== Text block ==

▼

While this system of rewards and punishments may not be apparent to most people today — even to professing Christians, it was self-evident to all Americans in the founding era. What made it self-evident was their knowledge of God. In the words, of Blackstone, they knew that… the creator… infinite [in] power… [and in] wisdom… has laid down only such laws as were founded in those relations of justice, that existed in the nature of things antecedent to any positive precept… [And] the creator… in his infinite goodness… has so intimately connected, so inseparably interwoven the laws of eternal justice with the happiness of each individual, that the latter cannot be attained but by observing the former; and if the former be punctually obeyed, it cannot but induce the latter.

 

This view of the effectual reign of God’s law continued to be held and espoused well into the nineteenth century. For example, John Austin in his 1832 treatise on jurisprudence reiterated that God’s rules were binding and enforced for “God is emphatically the superior of Man. For his power affecting us with pain, and of forcing us to comply with his will, is unbounded and resistless.”

 

Three years before Austin wrote his treatise, Justice Joseph Story of the United States Supreme Court delivered his inaugural oration as Dane Professor of Law in Harvard University, reminding his listeners that “there never has been a period, in which the Common Law did not recognize Christianity as lying at its foundations.”

 

In 1842, Justice Story put into practice what he preached. In his famous opinion in Swift v. Tyson19 he ruled that “law” and a court opinion are not one and the same, but that law is the “true” and “just” rule furnished by universal principles binding on all men everywhere. Such was Blackstone’s understanding when he wrote that “no human laws are of any validity, if contrary to [God’s law] and such of them as are valid derive all their force and all their authority, mediately or immediately, from the original.”

 

In 1857, Theodore Sedgwick, an eminent New York lawyer and a Jeffersonian Democrat, repeated with approval Blackstone’s definition of law and restated the Blackstonian proposition that all men are bound by the law of God:

 

Man, in whatever situation he may be placed, finds himself under the control of rules of action emanating from an authority to which he is compelled to bow, — in other words, of LAW. The moment he comes into existence, he is the subject of the will of God, as declared in what we term the laws of nature.

▲

== Input data ==
▼

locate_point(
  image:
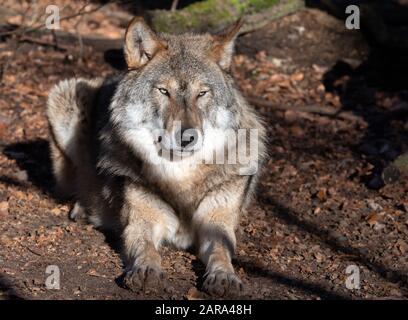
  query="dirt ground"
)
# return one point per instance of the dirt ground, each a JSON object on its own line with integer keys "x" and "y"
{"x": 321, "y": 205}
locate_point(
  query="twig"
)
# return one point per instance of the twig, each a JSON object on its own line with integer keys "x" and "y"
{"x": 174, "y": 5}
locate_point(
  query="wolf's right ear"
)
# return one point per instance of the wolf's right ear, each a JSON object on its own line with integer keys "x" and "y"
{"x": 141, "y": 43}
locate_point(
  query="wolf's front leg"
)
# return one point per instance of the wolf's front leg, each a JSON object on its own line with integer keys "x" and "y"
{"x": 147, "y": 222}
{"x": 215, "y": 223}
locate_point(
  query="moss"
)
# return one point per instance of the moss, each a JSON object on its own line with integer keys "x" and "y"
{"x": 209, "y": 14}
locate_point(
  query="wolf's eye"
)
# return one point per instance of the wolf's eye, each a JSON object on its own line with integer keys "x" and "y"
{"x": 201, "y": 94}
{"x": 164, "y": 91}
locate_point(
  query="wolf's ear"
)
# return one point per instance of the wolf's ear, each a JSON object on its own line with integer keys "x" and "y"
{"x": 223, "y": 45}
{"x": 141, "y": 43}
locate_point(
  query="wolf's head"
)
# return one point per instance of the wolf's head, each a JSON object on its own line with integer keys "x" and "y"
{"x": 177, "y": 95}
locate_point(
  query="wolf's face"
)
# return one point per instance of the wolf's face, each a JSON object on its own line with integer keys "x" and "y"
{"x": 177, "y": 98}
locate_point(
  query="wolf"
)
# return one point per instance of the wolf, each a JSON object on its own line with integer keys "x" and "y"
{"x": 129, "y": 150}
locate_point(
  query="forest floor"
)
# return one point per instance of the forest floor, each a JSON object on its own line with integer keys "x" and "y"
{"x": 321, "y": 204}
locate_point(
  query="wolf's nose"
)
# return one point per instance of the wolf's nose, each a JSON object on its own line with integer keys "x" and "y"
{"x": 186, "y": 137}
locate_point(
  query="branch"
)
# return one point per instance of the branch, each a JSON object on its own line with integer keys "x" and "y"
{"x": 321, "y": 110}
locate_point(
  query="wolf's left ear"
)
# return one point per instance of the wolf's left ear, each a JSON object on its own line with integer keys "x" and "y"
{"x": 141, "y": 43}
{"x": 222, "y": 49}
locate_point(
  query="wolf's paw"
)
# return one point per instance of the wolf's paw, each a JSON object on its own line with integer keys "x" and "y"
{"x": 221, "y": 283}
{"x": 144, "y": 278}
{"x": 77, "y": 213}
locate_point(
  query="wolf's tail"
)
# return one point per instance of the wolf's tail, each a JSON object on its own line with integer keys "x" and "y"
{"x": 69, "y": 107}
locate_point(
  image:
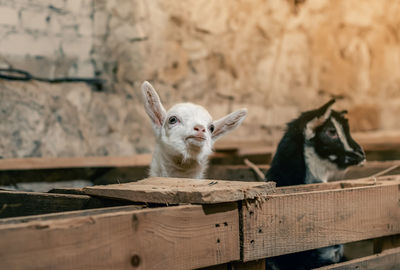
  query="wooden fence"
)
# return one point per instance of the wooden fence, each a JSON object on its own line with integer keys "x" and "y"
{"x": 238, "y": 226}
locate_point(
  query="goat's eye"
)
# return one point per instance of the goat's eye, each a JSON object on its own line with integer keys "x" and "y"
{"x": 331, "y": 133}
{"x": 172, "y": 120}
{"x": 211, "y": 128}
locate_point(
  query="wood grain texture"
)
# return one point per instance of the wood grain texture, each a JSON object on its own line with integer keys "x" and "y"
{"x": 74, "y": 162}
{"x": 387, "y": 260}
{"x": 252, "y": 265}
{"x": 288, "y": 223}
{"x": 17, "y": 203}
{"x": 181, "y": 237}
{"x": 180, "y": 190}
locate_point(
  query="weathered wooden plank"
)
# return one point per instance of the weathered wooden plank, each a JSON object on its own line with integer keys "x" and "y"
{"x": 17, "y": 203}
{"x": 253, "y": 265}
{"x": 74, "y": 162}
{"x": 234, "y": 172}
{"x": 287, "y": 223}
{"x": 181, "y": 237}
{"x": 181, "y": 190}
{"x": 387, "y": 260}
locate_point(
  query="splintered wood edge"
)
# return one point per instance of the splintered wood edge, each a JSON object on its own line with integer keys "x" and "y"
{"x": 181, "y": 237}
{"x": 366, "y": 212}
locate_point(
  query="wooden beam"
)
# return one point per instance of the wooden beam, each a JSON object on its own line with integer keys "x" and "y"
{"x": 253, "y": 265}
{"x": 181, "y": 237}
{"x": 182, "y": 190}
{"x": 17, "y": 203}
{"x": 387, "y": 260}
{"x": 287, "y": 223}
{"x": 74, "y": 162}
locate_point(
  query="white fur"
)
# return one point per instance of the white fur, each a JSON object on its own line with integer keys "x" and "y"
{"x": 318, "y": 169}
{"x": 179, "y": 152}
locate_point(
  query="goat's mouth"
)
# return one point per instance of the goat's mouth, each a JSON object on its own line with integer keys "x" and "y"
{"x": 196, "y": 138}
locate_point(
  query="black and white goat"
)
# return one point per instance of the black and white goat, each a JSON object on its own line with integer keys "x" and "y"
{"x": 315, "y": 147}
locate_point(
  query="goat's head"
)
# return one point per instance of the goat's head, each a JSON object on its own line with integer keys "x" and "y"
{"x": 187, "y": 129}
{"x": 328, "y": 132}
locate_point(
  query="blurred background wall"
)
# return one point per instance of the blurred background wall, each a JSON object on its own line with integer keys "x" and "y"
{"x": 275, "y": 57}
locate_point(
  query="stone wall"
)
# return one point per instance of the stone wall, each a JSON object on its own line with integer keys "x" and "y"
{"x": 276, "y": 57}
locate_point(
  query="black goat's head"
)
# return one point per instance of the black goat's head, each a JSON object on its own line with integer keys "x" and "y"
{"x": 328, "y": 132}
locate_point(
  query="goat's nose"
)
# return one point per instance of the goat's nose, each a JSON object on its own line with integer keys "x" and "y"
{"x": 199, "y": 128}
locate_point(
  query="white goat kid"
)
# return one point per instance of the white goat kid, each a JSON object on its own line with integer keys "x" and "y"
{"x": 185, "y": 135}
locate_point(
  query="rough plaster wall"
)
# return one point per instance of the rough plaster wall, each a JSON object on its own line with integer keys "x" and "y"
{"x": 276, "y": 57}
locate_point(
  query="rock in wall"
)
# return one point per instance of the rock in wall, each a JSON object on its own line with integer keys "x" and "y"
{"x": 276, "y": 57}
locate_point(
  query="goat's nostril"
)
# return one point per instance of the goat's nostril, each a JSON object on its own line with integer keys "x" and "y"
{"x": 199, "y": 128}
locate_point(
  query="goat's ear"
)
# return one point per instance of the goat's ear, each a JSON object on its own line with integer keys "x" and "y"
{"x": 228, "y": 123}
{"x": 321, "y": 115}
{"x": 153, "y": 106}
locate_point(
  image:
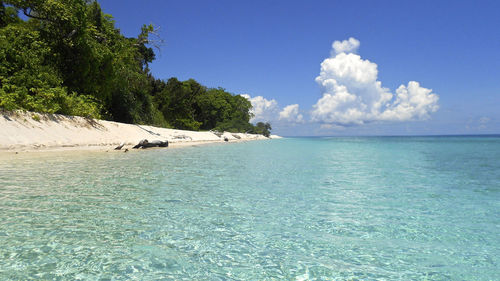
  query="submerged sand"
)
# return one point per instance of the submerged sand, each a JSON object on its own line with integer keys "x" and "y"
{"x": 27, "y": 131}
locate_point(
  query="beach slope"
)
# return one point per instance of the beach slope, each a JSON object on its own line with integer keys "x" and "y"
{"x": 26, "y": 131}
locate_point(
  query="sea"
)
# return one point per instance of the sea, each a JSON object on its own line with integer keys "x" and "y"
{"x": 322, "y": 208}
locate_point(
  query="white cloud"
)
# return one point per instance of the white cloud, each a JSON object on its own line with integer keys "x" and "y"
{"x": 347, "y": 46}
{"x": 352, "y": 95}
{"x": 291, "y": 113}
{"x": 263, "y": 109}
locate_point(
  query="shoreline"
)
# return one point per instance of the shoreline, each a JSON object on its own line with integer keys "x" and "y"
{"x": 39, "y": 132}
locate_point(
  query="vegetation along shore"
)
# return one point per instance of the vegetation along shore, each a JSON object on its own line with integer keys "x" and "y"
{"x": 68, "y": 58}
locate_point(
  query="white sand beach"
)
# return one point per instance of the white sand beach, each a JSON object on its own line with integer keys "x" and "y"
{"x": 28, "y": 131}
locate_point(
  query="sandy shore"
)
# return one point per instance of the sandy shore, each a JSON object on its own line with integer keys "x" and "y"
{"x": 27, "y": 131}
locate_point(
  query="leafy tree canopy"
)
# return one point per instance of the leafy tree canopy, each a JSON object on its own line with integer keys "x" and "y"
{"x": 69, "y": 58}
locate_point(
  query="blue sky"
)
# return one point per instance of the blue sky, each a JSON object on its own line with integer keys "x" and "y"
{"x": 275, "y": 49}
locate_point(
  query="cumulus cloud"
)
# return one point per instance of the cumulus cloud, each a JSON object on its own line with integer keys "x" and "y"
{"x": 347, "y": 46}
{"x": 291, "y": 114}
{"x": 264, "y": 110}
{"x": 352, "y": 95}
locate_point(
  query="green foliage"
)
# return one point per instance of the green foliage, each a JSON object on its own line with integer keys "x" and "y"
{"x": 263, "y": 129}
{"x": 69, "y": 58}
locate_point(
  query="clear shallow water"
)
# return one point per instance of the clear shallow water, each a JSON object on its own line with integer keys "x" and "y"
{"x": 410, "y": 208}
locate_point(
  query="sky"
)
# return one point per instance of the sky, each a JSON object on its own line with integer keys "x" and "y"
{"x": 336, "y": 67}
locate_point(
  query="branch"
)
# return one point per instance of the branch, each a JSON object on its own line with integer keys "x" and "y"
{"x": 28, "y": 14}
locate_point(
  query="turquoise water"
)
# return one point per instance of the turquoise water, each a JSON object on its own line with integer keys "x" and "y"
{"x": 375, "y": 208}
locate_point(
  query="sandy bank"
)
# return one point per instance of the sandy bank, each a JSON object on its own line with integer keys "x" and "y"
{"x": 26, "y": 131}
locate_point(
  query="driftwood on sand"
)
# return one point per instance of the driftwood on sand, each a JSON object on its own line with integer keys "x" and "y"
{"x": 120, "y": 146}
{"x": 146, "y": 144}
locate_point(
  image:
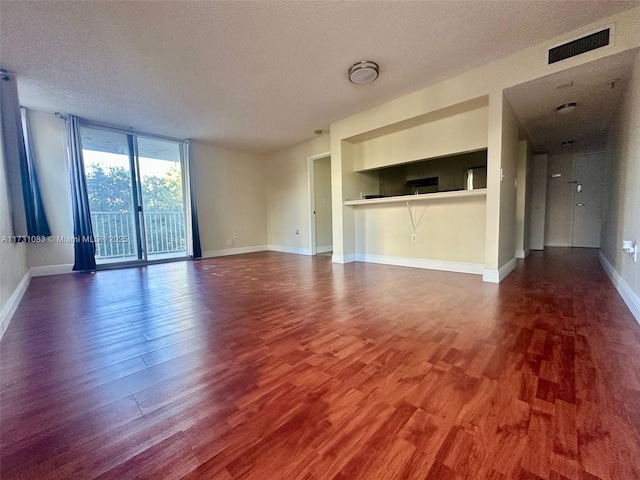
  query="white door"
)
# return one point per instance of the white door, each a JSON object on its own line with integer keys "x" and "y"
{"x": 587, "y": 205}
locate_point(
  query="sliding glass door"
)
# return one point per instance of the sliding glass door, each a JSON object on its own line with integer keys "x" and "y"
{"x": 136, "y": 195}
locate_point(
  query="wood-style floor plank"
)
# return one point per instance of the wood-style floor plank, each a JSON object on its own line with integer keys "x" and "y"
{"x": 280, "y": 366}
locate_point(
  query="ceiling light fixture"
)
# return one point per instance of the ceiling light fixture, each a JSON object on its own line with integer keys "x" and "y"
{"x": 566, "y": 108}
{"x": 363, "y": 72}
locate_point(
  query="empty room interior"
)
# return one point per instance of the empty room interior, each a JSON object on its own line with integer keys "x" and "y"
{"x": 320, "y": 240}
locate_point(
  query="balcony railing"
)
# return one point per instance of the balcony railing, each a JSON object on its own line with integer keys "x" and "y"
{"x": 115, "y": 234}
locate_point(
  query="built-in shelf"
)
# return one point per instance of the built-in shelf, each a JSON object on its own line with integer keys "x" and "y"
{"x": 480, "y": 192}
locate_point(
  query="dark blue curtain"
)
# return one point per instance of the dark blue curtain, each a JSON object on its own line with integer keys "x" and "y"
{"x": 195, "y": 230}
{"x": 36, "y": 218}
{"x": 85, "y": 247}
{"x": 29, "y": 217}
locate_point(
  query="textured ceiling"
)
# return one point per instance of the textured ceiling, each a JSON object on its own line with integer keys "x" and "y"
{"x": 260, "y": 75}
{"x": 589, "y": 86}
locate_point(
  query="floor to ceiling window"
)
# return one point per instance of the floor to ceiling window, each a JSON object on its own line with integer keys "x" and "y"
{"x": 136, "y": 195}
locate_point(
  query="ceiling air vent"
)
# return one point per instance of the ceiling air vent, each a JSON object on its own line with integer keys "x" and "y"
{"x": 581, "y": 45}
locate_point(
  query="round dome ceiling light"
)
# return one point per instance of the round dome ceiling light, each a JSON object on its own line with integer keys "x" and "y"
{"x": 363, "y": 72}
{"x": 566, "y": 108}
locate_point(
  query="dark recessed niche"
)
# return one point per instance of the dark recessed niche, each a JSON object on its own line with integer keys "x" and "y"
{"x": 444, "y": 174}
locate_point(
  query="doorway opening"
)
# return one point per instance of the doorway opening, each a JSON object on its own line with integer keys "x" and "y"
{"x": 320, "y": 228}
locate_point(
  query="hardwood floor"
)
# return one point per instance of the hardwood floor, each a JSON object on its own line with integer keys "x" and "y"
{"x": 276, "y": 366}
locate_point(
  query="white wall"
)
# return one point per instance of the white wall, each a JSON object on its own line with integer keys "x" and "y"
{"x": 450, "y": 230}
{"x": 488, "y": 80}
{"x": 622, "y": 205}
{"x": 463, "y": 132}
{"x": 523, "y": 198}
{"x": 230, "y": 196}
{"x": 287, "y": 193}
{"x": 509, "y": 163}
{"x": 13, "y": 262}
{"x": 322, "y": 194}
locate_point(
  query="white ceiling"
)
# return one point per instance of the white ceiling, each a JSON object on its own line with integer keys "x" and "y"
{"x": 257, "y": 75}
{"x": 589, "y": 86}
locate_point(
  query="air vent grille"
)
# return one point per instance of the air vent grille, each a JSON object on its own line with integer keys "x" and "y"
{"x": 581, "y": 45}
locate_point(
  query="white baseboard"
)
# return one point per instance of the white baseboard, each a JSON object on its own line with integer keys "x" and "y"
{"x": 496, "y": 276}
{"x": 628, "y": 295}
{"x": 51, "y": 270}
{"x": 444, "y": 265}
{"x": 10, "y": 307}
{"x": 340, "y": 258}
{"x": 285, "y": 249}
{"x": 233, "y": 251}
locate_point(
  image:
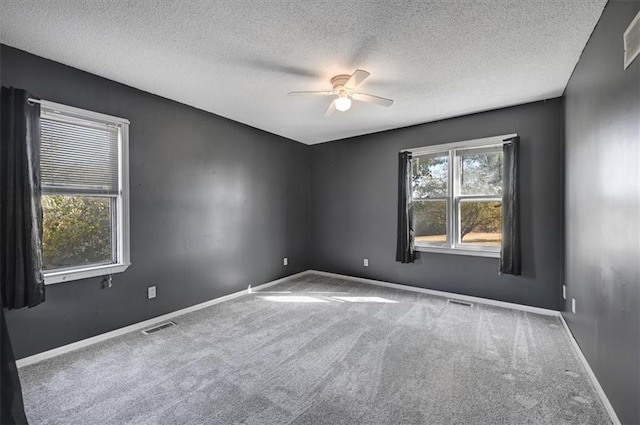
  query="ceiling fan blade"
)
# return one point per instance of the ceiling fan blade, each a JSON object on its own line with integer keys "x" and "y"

▲

== Work instructions ==
1. In the passage on God's law in early American legal thought, what post did Joseph Story take up when he gave his inaugural oration?
2. Report how many lines of the entries contain the word "nose". Give only the number.

== Response list ==
1. Dane Professor of Law in Harvard University.

2. 4